### Listed entries
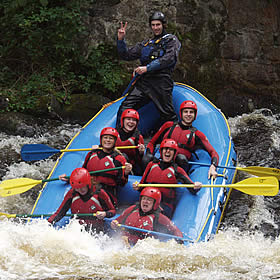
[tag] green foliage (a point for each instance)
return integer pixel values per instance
(43, 53)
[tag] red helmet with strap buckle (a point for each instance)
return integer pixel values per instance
(188, 104)
(168, 143)
(157, 16)
(109, 131)
(129, 113)
(153, 193)
(80, 178)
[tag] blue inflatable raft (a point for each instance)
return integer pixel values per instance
(197, 216)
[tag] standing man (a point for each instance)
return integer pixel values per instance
(158, 57)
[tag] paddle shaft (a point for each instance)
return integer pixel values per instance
(91, 215)
(75, 150)
(202, 186)
(90, 172)
(254, 170)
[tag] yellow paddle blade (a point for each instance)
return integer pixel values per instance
(261, 171)
(17, 186)
(267, 186)
(8, 215)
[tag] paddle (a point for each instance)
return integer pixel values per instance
(267, 186)
(21, 185)
(23, 216)
(254, 170)
(154, 233)
(31, 152)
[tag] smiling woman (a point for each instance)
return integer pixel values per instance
(166, 171)
(108, 157)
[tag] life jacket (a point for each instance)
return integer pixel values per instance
(134, 219)
(154, 48)
(167, 176)
(92, 205)
(184, 138)
(94, 163)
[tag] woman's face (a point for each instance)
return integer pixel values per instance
(129, 124)
(82, 191)
(167, 154)
(147, 203)
(188, 116)
(108, 142)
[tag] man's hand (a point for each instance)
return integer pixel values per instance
(212, 172)
(128, 168)
(140, 70)
(122, 31)
(114, 224)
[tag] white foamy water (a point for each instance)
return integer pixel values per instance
(38, 251)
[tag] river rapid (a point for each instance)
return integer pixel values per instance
(246, 247)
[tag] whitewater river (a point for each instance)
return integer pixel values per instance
(246, 247)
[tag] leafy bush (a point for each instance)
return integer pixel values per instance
(43, 53)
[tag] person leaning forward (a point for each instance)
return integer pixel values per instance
(105, 157)
(129, 135)
(158, 57)
(188, 138)
(166, 171)
(85, 198)
(145, 215)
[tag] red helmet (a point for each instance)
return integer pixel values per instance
(190, 105)
(129, 113)
(80, 178)
(109, 131)
(153, 193)
(157, 16)
(168, 143)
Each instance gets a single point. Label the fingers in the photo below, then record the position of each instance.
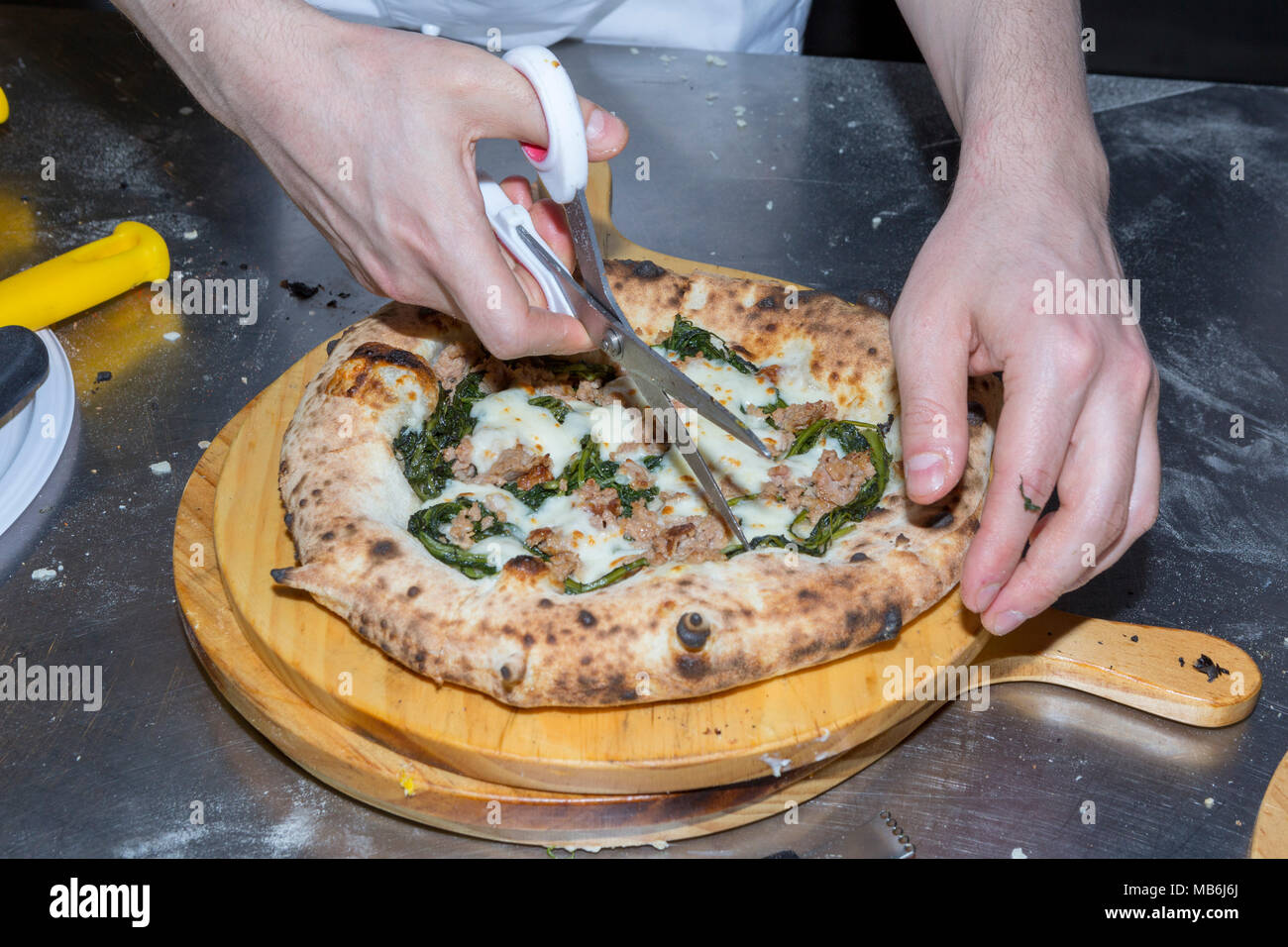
(488, 294)
(1142, 505)
(930, 354)
(507, 107)
(1095, 488)
(1043, 401)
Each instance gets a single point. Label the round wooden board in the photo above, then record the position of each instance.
(1270, 832)
(741, 735)
(369, 771)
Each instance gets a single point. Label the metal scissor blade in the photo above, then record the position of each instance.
(613, 334)
(658, 401)
(600, 326)
(591, 262)
(639, 360)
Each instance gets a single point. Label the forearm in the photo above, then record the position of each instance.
(226, 51)
(1012, 76)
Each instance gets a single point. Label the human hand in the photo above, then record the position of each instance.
(403, 112)
(1081, 392)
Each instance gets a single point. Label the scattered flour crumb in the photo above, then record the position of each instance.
(776, 764)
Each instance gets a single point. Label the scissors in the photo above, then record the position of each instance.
(565, 169)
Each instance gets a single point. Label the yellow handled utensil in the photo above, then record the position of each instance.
(84, 277)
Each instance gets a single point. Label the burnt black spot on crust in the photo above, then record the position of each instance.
(647, 269)
(378, 352)
(890, 622)
(526, 566)
(930, 517)
(879, 300)
(692, 667)
(694, 630)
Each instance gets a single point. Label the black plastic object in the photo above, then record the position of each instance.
(24, 365)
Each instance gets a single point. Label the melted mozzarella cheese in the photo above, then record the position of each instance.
(506, 419)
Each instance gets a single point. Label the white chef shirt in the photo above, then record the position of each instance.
(742, 26)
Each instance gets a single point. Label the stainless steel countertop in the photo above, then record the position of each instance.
(832, 145)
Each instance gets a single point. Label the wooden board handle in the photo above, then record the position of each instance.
(1141, 667)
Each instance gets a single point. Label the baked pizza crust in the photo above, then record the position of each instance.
(518, 637)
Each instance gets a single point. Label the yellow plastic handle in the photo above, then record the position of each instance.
(84, 277)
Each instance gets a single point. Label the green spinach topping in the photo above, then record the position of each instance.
(850, 437)
(553, 405)
(421, 451)
(588, 466)
(430, 523)
(623, 571)
(688, 339)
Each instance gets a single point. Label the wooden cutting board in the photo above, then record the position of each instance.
(369, 725)
(1270, 832)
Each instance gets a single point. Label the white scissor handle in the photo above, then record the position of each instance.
(562, 163)
(506, 218)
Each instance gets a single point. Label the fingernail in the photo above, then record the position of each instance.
(925, 474)
(1008, 621)
(986, 596)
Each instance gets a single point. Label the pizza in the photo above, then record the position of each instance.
(523, 528)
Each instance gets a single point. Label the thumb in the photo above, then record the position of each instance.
(930, 342)
(507, 107)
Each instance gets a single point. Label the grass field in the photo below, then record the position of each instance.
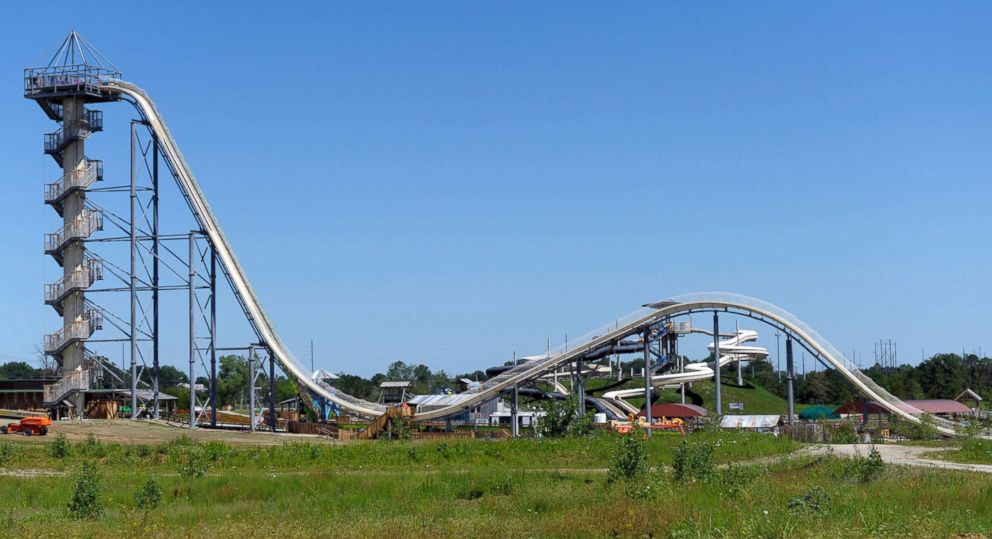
(510, 488)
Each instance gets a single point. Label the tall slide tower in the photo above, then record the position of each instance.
(63, 89)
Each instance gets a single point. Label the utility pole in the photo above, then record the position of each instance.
(513, 408)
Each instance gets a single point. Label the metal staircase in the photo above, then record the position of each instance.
(81, 178)
(88, 222)
(76, 331)
(80, 279)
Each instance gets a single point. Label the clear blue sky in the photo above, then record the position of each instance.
(449, 182)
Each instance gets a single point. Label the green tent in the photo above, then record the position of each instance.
(819, 412)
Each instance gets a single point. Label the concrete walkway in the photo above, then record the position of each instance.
(903, 455)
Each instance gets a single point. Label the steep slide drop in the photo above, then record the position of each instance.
(696, 372)
(607, 336)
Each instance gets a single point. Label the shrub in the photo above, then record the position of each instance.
(868, 468)
(845, 433)
(6, 453)
(694, 461)
(59, 448)
(815, 500)
(149, 496)
(85, 503)
(735, 478)
(563, 419)
(629, 459)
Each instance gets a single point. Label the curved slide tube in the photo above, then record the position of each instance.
(608, 336)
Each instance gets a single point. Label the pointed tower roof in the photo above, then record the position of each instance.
(76, 69)
(76, 51)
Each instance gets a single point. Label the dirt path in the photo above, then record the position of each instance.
(904, 455)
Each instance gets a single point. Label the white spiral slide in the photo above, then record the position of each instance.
(650, 315)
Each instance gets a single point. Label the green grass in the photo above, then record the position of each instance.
(514, 488)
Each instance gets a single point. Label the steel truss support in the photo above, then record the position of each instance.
(790, 374)
(716, 364)
(647, 378)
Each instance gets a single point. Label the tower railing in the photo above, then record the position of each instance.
(78, 330)
(81, 228)
(41, 82)
(81, 278)
(81, 178)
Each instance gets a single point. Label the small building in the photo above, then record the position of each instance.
(969, 395)
(26, 394)
(394, 393)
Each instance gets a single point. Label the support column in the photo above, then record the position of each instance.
(134, 272)
(74, 306)
(513, 406)
(790, 374)
(155, 332)
(716, 363)
(580, 388)
(192, 329)
(251, 388)
(213, 336)
(647, 378)
(272, 391)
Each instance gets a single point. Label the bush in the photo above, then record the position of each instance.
(815, 500)
(149, 496)
(6, 453)
(694, 461)
(629, 459)
(562, 419)
(59, 448)
(868, 468)
(735, 478)
(85, 503)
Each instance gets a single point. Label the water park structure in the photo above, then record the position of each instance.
(78, 76)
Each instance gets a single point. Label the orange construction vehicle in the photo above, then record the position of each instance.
(28, 426)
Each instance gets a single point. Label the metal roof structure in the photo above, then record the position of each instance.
(930, 406)
(438, 400)
(750, 421)
(676, 410)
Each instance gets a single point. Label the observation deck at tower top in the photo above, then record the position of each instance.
(76, 69)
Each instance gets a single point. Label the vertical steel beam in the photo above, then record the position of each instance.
(251, 388)
(155, 332)
(513, 407)
(716, 363)
(790, 374)
(647, 378)
(272, 391)
(213, 336)
(580, 388)
(134, 273)
(192, 329)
######
-- Problem requirements --
Rewrite every line of the data in the stretch from the line containing "Each instance gets a single point. Label the vertical" through the end of the data, and shift each coordinate pair by adding 104 to both of its numbers. Leave all other lines unchanged.

-- Task result --
Each instance gets a single point. Label the vertical steel beam in the photo above, then record the position of each instance.
(355, 492)
(259, 436)
(617, 511)
(820, 467)
(894, 478)
(751, 482)
(376, 495)
(317, 440)
(684, 492)
(238, 377)
(296, 433)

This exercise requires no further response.